• Data supplied:
═══
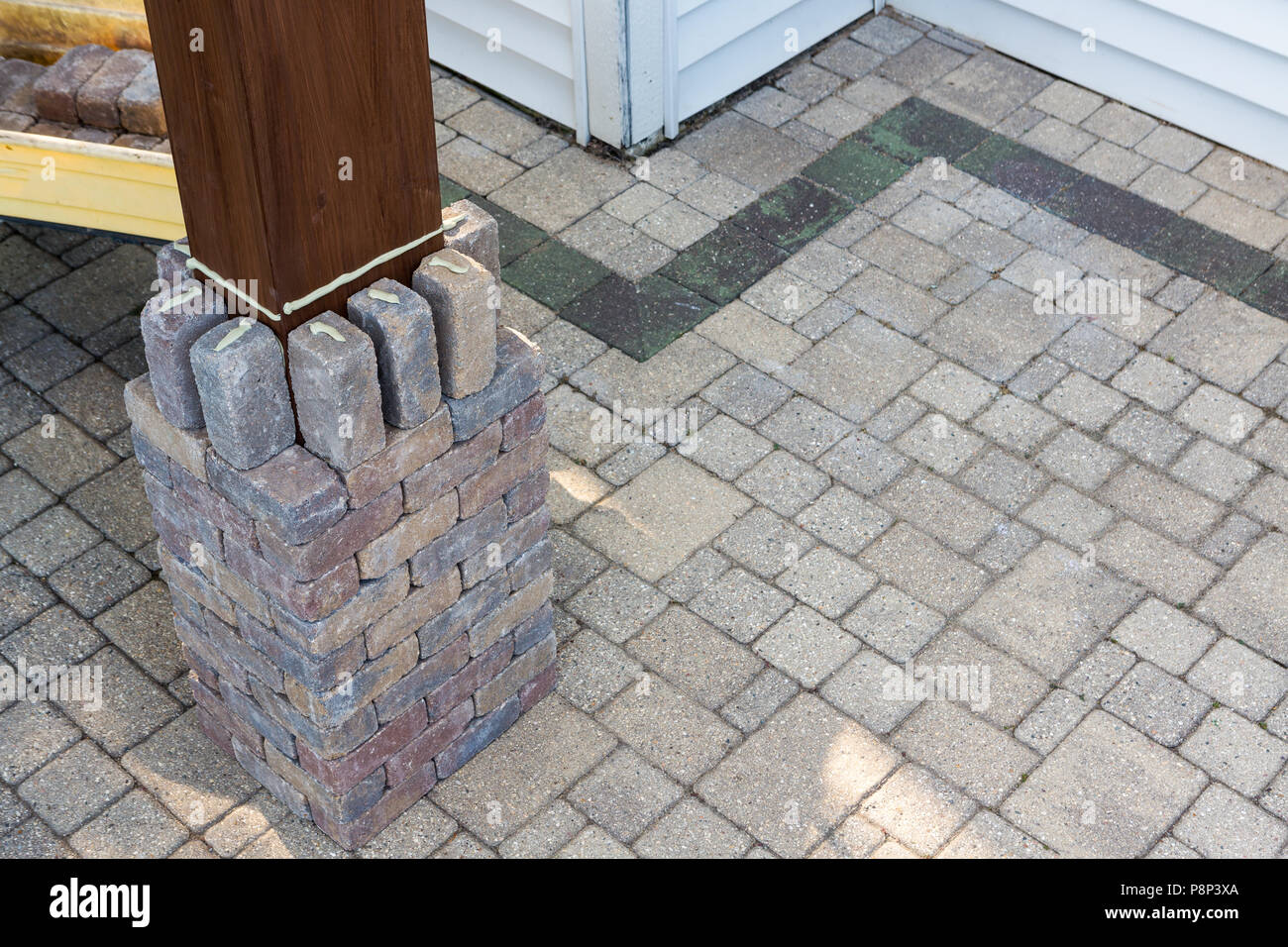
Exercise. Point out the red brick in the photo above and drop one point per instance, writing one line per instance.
═══
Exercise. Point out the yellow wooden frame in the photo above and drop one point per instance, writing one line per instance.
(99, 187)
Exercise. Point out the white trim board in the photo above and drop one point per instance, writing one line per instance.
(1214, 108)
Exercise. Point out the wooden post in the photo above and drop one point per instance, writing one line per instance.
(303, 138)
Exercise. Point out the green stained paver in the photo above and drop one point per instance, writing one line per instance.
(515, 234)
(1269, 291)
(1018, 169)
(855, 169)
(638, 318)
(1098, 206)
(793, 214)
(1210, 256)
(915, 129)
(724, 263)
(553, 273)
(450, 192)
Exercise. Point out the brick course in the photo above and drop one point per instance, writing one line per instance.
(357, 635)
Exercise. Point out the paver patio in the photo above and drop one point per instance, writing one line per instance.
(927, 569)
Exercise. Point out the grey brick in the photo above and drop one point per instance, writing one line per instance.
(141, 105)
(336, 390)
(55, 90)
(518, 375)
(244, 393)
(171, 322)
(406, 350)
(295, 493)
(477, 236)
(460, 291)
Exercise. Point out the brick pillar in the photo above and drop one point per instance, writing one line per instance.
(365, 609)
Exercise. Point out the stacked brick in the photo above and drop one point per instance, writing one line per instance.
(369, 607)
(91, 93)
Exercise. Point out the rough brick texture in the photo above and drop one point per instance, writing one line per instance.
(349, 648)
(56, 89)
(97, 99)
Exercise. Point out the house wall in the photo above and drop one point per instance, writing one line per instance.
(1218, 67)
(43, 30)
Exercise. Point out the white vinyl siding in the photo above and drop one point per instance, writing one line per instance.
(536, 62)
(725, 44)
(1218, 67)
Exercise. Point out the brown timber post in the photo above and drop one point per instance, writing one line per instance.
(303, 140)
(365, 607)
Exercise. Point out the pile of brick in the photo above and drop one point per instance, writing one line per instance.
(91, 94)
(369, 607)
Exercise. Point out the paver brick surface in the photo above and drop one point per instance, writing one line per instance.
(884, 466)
═══
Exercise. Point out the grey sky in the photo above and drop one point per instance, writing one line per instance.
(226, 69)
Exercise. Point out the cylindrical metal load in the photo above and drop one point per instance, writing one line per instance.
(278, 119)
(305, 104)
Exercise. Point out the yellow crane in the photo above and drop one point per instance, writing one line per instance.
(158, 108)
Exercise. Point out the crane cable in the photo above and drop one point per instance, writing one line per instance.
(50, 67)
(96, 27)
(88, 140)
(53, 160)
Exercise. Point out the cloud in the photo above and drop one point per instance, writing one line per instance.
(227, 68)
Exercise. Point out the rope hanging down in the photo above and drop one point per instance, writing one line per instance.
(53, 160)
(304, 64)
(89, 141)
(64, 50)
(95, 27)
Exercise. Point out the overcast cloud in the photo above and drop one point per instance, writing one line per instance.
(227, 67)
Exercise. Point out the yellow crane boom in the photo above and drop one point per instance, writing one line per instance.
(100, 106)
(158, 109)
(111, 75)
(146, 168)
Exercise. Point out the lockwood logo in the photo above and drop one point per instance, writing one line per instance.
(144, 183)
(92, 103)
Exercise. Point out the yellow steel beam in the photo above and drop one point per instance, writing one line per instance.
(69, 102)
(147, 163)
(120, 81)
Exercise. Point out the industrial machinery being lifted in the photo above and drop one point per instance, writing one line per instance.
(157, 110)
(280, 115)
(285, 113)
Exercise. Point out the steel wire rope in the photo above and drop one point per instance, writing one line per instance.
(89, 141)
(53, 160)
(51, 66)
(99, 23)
═══
• Exercise brief: Report every line in the data above that contains the word "rope", copying each line in full, and treat case as significant.

• The completed task:
Exercise. Point out the rope hanging down in the photo above and drop one point per instance, writing one line per instance.
Exercise. Point out the steel wire rope in the photo above and drop one point per instance, writing one line per instance.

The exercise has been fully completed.